(EXCERPT TO READ)
# Crushed Granite Pea Stone in Concrete



## jgray152 (Oct 4, 2009)

Has anyone ever attempted to use pea stone crushed granite with concrete to make a faux granite step or walkway? 

I am in the process of making some samples for practice and so far I am running into a few issues.

1. The portland cement is grey not white or light grey so the cement voids around the crushed granite makes it all look to dark and unnatural. Adding some Tera Cotta integral color helps a little to remove the grey but its still dark.
2. Need a very high granite to cement ratio. Not sure what this will do for durability. 
3. I need to grind the cream of the surface to expose the granite. This is very time consuming. I have tried rinsing the cream just before its cured but this does not create the effect I am looking for and causes some granite to be loose.
4. After adding calcium to the portland it still takes so damn long to cure!

(EXTRACTED ENTRIES)
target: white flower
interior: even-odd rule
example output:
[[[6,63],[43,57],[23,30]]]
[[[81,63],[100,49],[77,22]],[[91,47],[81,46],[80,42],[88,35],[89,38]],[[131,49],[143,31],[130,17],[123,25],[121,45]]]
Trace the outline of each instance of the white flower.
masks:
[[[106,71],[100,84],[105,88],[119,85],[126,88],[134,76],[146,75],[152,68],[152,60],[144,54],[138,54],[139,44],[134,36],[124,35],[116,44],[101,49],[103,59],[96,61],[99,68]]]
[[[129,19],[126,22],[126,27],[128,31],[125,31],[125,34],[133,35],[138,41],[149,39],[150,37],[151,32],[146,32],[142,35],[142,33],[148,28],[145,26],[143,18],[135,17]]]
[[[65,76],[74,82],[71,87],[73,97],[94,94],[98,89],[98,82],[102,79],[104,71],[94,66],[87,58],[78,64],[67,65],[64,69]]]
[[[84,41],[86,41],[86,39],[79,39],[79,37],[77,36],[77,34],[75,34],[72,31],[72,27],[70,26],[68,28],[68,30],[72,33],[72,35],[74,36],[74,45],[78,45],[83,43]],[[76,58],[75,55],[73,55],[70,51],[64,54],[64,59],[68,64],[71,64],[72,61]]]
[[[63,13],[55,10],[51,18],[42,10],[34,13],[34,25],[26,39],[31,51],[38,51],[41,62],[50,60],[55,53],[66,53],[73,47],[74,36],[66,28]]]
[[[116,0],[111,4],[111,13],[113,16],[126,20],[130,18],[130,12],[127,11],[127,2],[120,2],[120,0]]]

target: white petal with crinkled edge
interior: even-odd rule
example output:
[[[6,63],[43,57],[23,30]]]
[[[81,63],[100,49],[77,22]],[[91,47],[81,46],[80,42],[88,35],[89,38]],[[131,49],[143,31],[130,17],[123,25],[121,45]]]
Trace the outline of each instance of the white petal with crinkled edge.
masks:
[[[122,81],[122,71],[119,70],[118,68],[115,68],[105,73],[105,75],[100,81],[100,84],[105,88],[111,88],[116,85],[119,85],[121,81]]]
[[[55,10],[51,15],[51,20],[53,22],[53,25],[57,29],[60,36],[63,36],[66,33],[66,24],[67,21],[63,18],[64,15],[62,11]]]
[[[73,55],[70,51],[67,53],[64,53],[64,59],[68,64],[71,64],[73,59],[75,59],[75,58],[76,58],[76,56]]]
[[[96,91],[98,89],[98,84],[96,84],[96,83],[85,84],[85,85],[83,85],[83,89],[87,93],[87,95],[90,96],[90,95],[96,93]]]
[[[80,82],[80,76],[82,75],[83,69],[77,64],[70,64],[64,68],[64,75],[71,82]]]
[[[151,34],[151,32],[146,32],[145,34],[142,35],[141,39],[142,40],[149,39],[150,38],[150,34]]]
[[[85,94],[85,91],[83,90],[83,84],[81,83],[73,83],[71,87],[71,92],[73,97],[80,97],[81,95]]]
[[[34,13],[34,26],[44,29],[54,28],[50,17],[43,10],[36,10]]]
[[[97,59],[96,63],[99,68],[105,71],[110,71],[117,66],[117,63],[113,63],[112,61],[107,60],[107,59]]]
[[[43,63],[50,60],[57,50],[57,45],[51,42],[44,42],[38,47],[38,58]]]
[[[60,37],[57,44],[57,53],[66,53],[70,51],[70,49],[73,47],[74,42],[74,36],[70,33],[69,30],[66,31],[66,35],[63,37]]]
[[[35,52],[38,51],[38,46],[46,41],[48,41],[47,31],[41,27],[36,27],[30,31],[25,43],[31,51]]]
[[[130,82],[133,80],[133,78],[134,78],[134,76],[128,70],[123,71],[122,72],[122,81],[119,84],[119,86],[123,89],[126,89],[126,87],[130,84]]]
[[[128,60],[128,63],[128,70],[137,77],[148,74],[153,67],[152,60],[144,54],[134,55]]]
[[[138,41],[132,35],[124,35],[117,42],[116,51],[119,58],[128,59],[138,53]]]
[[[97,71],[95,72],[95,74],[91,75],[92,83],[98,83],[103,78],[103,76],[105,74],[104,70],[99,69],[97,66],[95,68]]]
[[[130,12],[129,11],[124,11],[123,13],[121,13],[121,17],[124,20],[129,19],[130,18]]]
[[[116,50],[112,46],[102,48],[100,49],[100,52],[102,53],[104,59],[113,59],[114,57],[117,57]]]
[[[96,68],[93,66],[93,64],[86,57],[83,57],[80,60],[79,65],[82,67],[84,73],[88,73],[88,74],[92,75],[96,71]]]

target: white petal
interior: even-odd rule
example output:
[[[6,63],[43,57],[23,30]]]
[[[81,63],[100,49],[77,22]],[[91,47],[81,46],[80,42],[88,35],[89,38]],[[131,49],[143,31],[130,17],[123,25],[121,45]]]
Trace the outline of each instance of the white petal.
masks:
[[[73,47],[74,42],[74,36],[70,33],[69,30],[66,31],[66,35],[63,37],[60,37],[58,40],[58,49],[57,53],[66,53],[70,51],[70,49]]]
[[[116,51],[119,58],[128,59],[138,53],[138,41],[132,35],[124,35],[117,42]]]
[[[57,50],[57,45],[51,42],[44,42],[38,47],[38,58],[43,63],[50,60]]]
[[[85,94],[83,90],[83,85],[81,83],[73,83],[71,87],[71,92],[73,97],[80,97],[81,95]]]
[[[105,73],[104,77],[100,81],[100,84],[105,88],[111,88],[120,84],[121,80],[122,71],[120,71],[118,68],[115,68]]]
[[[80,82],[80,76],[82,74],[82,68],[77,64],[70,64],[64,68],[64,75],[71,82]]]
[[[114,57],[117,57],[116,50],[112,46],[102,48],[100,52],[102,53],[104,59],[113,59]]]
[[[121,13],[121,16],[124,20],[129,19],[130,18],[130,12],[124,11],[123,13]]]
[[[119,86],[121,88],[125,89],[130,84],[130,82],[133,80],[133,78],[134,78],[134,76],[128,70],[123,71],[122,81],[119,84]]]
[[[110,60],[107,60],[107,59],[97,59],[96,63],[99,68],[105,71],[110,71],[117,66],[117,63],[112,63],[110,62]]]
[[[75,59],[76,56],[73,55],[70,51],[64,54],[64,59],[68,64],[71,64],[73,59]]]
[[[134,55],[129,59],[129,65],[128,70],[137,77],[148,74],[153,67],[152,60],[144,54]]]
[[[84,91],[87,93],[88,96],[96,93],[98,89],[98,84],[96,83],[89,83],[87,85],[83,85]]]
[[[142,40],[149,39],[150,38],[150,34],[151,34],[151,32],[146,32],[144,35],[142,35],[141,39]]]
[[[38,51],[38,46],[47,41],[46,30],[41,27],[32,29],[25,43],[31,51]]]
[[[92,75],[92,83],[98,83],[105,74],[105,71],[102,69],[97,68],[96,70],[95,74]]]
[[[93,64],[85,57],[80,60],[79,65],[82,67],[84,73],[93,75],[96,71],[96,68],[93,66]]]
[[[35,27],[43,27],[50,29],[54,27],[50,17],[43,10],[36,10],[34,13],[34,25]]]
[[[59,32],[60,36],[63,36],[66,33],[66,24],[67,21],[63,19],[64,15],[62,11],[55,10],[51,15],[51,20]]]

(SET EXERCISE) Resume the forum post about mixing crushed granite pea stone into concrete, starting right after its last sentence.

(ANSWER FOR THIS EXERCISE)
I add calcium to the water before putting it in the cement since its not a powder, its small flakes, does this reduce its effect on the portland? I never have to use portland alone so this is a semi new area. The only time I use portland cement is for Fiber Reinforced Concrete which is different. I use Acryl60 at that point and it cures much faster but acryl60 is expensive.


----------



## CJKarl (Nov 21, 2006)

Your in the granite capital of the united states, just use granite. :thumbsup:
If you want more info on exposing the aggregate like that search Terrazzo.


----------



## concretemasonry (Dec 1, 2006)

If you are grinding granite, you are trying to grind a very hard material.

How do you add "calcium"? Are you just adding milk or something with a different chemical composition. What kind of a mix and type of curing are you using?

Concrete is not for amateur kitchen chemists. Acryl 60 is not expensive if you consider you are working with it for something that is meant for a different purpose.


----------



## Tscarborough (Feb 25, 2006)

Adding calcium chloride (flakes) is not a recommended practice for concrete or masonry around here. You will have a very hard time trying to do what you want to do. The matrix (concrete) is very much softer than the aggregate (granite), so it will either pull out or be nearly impossible to grind smooth.

For a (gray) granite appearing product, consider using lightweight aggregate and/or coal slag along with white portland. Broadcast and work the aggregate in, then grind it.


----------



## jgray152 (Oct 4, 2009)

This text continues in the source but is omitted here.